==== Extracted information

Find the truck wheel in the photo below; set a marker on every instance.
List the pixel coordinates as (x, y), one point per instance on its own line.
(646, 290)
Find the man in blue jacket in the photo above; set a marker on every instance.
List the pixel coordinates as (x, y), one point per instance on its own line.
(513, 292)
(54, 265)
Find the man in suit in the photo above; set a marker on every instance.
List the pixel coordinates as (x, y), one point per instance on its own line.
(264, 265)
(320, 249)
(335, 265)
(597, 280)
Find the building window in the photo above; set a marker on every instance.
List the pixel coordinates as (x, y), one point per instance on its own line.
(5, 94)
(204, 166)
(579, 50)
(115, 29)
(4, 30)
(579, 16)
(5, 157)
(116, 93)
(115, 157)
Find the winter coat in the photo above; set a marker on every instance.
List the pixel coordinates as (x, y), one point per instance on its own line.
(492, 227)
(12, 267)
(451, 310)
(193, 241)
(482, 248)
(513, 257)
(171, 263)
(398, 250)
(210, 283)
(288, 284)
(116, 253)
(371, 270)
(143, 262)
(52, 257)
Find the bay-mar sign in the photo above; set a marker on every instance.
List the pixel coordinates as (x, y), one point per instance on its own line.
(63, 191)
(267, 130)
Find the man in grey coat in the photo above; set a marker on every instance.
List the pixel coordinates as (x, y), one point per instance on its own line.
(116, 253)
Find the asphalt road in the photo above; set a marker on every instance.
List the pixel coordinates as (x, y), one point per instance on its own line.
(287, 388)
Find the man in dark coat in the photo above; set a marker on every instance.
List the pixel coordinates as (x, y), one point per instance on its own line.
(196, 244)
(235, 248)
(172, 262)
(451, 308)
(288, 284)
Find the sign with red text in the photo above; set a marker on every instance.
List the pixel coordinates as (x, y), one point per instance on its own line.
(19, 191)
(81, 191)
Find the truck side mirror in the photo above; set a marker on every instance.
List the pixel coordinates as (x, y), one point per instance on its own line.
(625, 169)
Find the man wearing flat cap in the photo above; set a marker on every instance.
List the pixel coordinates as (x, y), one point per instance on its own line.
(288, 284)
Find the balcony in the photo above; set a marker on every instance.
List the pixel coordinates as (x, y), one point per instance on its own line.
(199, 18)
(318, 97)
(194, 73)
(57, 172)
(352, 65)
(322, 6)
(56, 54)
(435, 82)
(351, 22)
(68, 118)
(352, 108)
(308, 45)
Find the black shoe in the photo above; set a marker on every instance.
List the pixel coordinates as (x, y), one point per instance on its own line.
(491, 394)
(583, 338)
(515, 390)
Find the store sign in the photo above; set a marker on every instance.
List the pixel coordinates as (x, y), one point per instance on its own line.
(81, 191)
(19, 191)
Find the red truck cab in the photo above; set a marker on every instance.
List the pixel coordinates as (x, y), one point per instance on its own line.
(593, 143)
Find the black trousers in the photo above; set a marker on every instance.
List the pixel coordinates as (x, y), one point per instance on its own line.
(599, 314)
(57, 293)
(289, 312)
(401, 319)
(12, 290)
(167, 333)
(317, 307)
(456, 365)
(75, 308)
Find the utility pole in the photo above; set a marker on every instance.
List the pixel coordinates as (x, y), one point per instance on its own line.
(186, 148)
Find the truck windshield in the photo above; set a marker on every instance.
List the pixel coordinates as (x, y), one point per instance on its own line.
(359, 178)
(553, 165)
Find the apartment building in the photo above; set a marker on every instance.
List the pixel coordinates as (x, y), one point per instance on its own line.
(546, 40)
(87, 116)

========

Shift the coordinates in the entries by rewriting every line from the one that contains "Find the balcony" through the last line of the entries, leaving the wording unchanged and adding 99 to each x and y value among the answers.

Answer to the task:
Find the balcony in the photo above; set a marker on every instance.
List the pixel coordinates as (x, y), one point per instance on its own line.
(298, 117)
(417, 196)
(293, 172)
(156, 271)
(451, 164)
(421, 105)
(155, 153)
(534, 181)
(450, 121)
(167, 217)
(451, 207)
(407, 144)
Find the black shoe in the photo above; set a marker on every instance.
List the pixel coordinates as (x, y), one point per instance on its own line.
(590, 493)
(682, 437)
(614, 489)
Find the store sign in the photo above; set a marker on every instance.
List the pixel coordinates as (x, y), one point per instance on its own line.
(180, 290)
(118, 290)
Find the red truck cab in the photo above; set a marker on every instance.
List the pixel coordinates as (x, y), one point per instance on its own line.
(692, 242)
Find the black trousers in the photo above; set a marker on every instance.
List the pixel coordinates as (x, y), one point per instance on its own line.
(698, 413)
(156, 392)
(388, 411)
(500, 418)
(111, 389)
(266, 432)
(416, 406)
(555, 464)
(174, 407)
Find the utility pole in the photo above; set a marker on every instance.
List the pixel coordinates as (x, y), one point per instance on its own line.
(285, 247)
Find the truck windshield in the photo above; set a marker on every instance.
List the pixel coordinates as (x, y), one point per instance on its own line.
(458, 277)
(652, 264)
Find the apartment building in the photo above; set a marker on every instance.
List the pixel coordinates as (x, y), one point per instance on its own line.
(645, 139)
(186, 215)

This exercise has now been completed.